Text section>
In 1950, following a divorce, he married his second wife, Mildred Jane Topp, also from Omaha, and an English major from the University of Nebraska. They were together for 45 years and she died in 1998.

==Accomplishments==
He was a teacher for nearly 60 years, supervising many masters and doctoral students. While an academic, he continued to invent, and is credited with more than 150 US patents, as well as 350 papers, including important ones on the theory and practice of distillation.

In 1945, together with Dr. Raymond Eller Kirk (1890–1957), a chemist at the same institute, he began the work which became the Kirk-Othmer Encyclopedia of Chemical Technology, a major reference work. (At that time the only comparable reference work was Ullmann's Encyclopedia of Industrial Chemistry, in German.) In 1947 the first volume was published, and it was completed in 1949. The 5th edition was completed in 2007 with 27 volumes, which is the current (2021) edition.

For this and other achievements he received awards from the American Institute of Chemical Engineers, the American Chemical Society, the American Institute of Chemists and the Society of Chemical Industry. In 1987 he received the New York City Mayor's Award of Honor for Science and Technology. He was named by the readers of Chemical and Engineering News as one of the 75 greatest chemical scientists ever.

Beginning with a $25,000 investment in a Warren Buffett partnership in the early sixties, the Othmers accumulated a substantial stake in Berkshire Hathaway. At the time of Mildred Othmer's death, their estate totaled more than $750 million, much of which was disbursed in major bequests. These included Polytechnic University, Long Island College Hospital, Brooklyn, the University of Nebraska and the Chemical Heritage Foundation, resulting in the Othmer Library of Chemical History. A major bequest was made to Planned Parenthood of New York, resulting in the Othmer Institute.

What is required>
Answer these questions from the text on Othmer:
1. For how many years were he and Mildred Jane Topp together?
2. In what year was the first volume of the Kirk-Othmer Encyclopedia of Chemical Technology published?
3. How much did the Othmers first invest in a Warren Buffett partnership?

Natural-language object grounding data>
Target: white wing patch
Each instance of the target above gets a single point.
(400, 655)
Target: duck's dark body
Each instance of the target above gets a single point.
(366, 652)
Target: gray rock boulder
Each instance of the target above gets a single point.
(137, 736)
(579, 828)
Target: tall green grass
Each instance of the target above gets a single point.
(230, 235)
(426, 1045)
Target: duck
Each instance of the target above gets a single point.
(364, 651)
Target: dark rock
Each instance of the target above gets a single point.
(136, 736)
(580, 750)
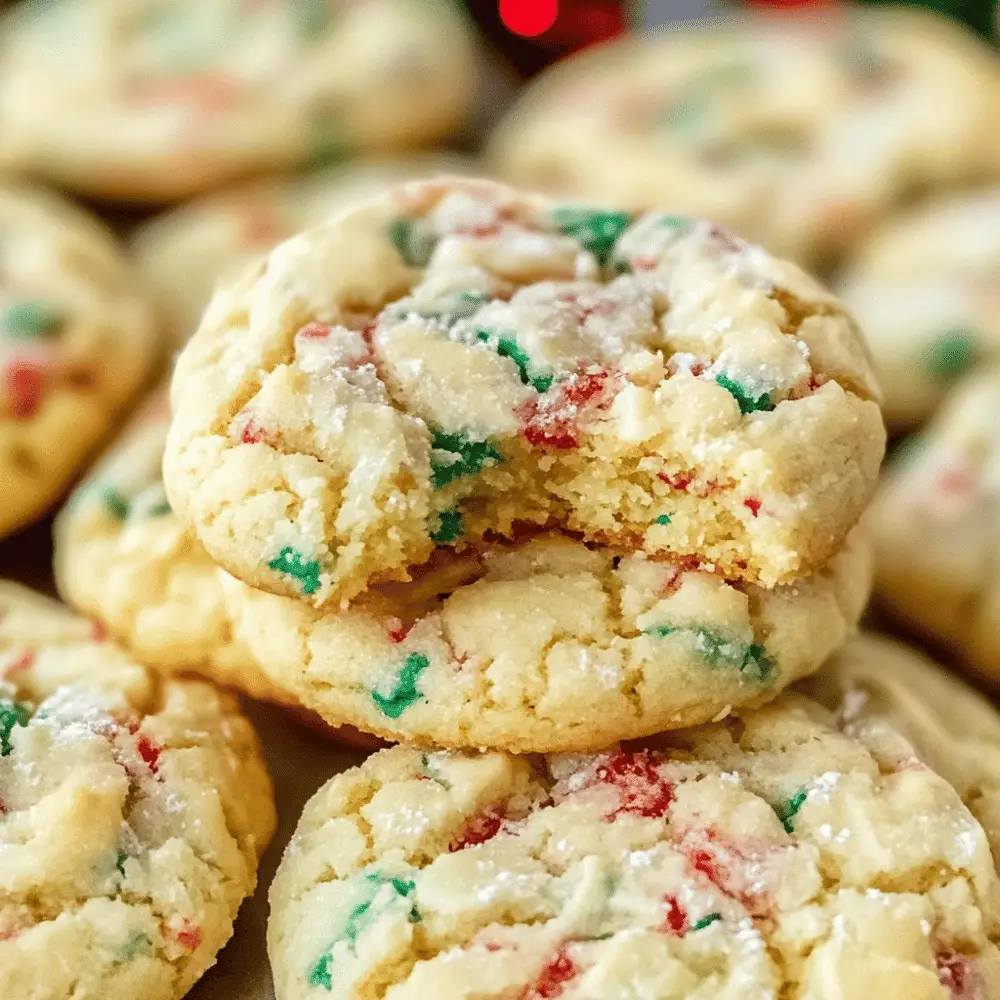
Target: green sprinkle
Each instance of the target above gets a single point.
(404, 692)
(30, 320)
(747, 403)
(508, 347)
(114, 503)
(291, 563)
(11, 714)
(595, 230)
(449, 527)
(469, 457)
(721, 651)
(414, 241)
(787, 810)
(951, 354)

Result of the task>
1. 45 years
2. 1947
3. $25,000